Please put the lines below into a Markdown table with the columns Row and Line, giving each line its own numbered row and leaving out any blank lines.

[Begin Supplied material]

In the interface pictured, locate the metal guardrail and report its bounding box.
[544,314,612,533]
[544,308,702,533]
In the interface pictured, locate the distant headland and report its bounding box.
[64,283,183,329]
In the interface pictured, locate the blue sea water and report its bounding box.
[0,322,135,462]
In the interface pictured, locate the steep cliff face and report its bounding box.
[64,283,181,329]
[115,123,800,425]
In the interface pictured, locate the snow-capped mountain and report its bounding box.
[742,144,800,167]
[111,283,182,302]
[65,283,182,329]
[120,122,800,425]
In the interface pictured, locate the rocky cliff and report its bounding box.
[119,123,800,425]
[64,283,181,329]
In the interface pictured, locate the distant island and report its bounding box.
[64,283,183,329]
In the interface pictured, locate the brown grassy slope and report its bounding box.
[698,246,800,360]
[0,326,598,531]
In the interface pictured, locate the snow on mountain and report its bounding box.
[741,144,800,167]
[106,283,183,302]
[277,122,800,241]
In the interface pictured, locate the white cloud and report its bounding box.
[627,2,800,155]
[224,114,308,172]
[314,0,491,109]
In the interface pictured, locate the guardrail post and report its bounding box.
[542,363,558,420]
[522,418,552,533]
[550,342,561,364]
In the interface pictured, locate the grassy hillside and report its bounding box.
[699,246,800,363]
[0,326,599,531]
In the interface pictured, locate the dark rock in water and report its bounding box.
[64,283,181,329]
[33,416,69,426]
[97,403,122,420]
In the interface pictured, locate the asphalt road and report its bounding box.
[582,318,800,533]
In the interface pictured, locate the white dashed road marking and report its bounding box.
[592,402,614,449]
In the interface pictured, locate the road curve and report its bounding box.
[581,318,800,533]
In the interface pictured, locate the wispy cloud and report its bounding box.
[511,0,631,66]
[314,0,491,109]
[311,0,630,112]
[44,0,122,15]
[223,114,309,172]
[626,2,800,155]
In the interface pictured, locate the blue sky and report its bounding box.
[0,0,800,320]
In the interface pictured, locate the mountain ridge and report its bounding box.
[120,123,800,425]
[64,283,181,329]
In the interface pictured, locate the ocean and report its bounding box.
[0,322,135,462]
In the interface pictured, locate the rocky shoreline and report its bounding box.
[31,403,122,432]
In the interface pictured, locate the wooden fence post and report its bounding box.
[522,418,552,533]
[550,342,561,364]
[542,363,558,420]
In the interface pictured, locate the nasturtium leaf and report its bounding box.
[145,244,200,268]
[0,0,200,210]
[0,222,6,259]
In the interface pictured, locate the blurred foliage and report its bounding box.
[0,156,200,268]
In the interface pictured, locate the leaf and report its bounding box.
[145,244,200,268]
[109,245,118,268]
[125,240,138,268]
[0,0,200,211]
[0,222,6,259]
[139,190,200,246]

[End Supplied material]

| Solution for this problem |
| Row | Line |
|---|---|
| 1 | In the interface pictured, locate the metal guardrail and report its bounding box. |
| 2 | [544,314,612,533] |
| 3 | [544,308,702,533] |
| 4 | In the interface pictured, locate the distant headland and report its bounding box. |
| 5 | [64,283,183,329] |
| 6 | In the interface pictured, locate the blue sea water and report its bounding box. |
| 7 | [0,322,135,462] |
| 8 | In the interface pictured, locate the steep cliff face and report its bounding box. |
| 9 | [64,283,181,329] |
| 10 | [115,123,800,425] |
| 11 | In the interface pictured, locate the snow-capped mountain and report its bounding box. |
| 12 | [742,144,800,167] |
| 13 | [111,283,182,302] |
| 14 | [65,283,182,329] |
| 15 | [120,122,800,425] |
| 16 | In the interface pictured, locate the rocky cliff and report its bounding box. |
| 17 | [119,123,800,425] |
| 18 | [64,283,181,329] |
| 19 | In the interface pictured, locate the distant island and report its bounding box. |
| 20 | [64,283,183,329] |
| 21 | In the interface pictured, locate the brown grassy slope and report its bounding box. |
| 22 | [698,246,800,360] |
| 23 | [0,326,598,531] |
| 24 | In the interface pictured, locate the snow on mountain and report its bounding box. |
| 25 | [741,144,800,167] |
| 26 | [106,283,183,302] |
| 27 | [277,122,800,241] |
| 28 | In the interface pictured, locate the white cloud and report its bounding box. |
| 29 | [627,2,800,155] |
| 30 | [224,114,308,172] |
| 31 | [314,0,491,109] |
| 32 | In the interface pictured, locate the guardrail post and report its bounding box. |
| 33 | [542,363,558,420] |
| 34 | [522,418,552,533] |
| 35 | [550,342,561,364] |
| 36 | In the interface pictured, locate the grassy hillside and report its bounding box. |
| 37 | [699,246,800,363] |
| 38 | [0,326,599,531] |
| 39 | In the interface pictured, locate the dark rock in water and report its bounding box. |
| 40 | [64,283,181,329] |
| 41 | [33,416,69,426] |
| 42 | [97,403,122,420] |
| 43 | In the interface pictured, locate the asphalt road and report its bounding box. |
| 44 | [582,318,800,533] |
| 45 | In the interface pictured, locate the white dashed road marking and report its bounding box. |
| 46 | [592,402,614,449] |
| 47 | In the interface pictured, locate the road curve and report its bounding box. |
| 48 | [581,318,800,533] |
| 49 | In the interface pictured, locate the wispy cloud and report its bounding box. |
| 50 | [511,0,631,66] |
| 51 | [314,0,491,109] |
| 52 | [311,0,630,112] |
| 53 | [44,0,122,15] |
| 54 | [223,114,309,172] |
| 55 | [626,2,800,155] |
| 56 | In the interface pictured, locate the blue sky and report its bounding box. |
| 57 | [0,0,800,320] |
| 58 | In the interface pictured, locate the mountain ridge and report its bounding box. |
| 59 | [120,123,800,425] |
| 60 | [64,283,181,329] |
| 61 | In the interface pictured, locate the ocean and report its bounding box. |
| 62 | [0,322,135,462] |
| 63 | In the interface pictured, locate the rocky shoreline and report its bounding box. |
| 64 | [31,403,122,432] |
| 65 | In the interface pictured, locate the wooden fence post and report its bounding box. |
| 66 | [522,418,552,533] |
| 67 | [550,342,561,364] |
| 68 | [542,363,558,420] |
| 69 | In the interface pictured, locate the nasturtium leaf and report its bounding box. |
| 70 | [145,244,200,268] |
| 71 | [0,0,200,210] |
| 72 | [0,222,6,259] |
| 73 | In the interface pictured, locate the blurred foliage and report its bounding box. |
| 74 | [0,156,200,268] |
| 75 | In the interface pictured, locate the leaf and report its bounding box. |
| 76 | [145,244,200,268] |
| 77 | [109,245,118,268] |
| 78 | [125,240,138,268] |
| 79 | [0,0,200,211] |
| 80 | [0,222,6,259] |
| 81 | [139,190,200,246] |